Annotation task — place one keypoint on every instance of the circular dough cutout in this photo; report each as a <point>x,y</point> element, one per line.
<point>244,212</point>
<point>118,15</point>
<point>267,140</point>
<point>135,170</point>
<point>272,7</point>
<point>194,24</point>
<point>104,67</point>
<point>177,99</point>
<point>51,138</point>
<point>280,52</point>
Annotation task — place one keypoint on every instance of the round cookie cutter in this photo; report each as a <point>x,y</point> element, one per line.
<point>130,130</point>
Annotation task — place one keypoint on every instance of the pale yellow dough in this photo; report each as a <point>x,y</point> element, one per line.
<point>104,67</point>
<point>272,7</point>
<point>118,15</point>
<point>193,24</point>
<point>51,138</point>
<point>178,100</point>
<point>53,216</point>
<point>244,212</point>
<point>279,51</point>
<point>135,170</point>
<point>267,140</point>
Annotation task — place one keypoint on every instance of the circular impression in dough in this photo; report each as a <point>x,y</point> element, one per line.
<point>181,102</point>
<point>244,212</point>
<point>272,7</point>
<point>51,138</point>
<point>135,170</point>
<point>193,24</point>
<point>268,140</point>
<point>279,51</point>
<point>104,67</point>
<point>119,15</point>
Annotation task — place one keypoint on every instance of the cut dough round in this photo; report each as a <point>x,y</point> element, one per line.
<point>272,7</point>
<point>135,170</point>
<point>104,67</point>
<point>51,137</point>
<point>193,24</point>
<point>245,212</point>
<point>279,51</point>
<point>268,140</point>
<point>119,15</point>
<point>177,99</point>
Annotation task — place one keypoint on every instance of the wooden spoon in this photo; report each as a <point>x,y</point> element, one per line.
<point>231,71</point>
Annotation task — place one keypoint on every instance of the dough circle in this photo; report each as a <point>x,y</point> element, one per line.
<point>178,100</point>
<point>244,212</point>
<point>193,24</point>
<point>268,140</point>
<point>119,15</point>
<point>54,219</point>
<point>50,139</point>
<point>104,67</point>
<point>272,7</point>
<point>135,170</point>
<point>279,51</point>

__Exercise directions__. Copy every row above character for character, keeping each line in its original order.

__Result of the task__.
Annotation task — place one keypoint on every instance of the circular dough cutout in this photo; report each as a <point>x,y</point> element, one per line.
<point>244,212</point>
<point>118,15</point>
<point>267,140</point>
<point>135,170</point>
<point>272,7</point>
<point>194,24</point>
<point>104,67</point>
<point>177,99</point>
<point>51,138</point>
<point>280,52</point>
Annotation task — place one keypoint on every instance of the round cookie cutter in this photo; report each as a <point>x,y</point> element, one per line.
<point>130,130</point>
Annotation task — place one keypoint on every instance of the pale yellow dough in this photo; report each as a <point>x,y</point> element, one per line.
<point>104,67</point>
<point>272,7</point>
<point>118,15</point>
<point>193,24</point>
<point>51,138</point>
<point>178,100</point>
<point>53,216</point>
<point>244,212</point>
<point>279,51</point>
<point>135,170</point>
<point>267,140</point>
Annotation task — place one keypoint on every instance of the circular impression in dough in this photo; report each as a <point>x,y</point> element, one per line.
<point>181,102</point>
<point>244,212</point>
<point>272,7</point>
<point>51,138</point>
<point>135,170</point>
<point>193,24</point>
<point>268,140</point>
<point>279,51</point>
<point>104,67</point>
<point>119,15</point>
Annotation task — place one keypoint on every instance of the cut dough round in this photo; report each as a <point>x,y</point> element, one per line.
<point>272,7</point>
<point>135,170</point>
<point>104,67</point>
<point>51,137</point>
<point>193,24</point>
<point>245,212</point>
<point>279,51</point>
<point>268,140</point>
<point>119,15</point>
<point>177,99</point>
Annotation task — place one keypoint on every instance of the wooden spoon in this photo; report each as a <point>x,y</point> element, one per line.
<point>231,71</point>
Annotation task — place one keypoint on every instance of the dough circle in this photo; report each as a <point>x,y</point> element, one per line.
<point>178,100</point>
<point>244,212</point>
<point>193,24</point>
<point>268,140</point>
<point>119,15</point>
<point>54,219</point>
<point>50,139</point>
<point>104,67</point>
<point>272,7</point>
<point>135,170</point>
<point>279,51</point>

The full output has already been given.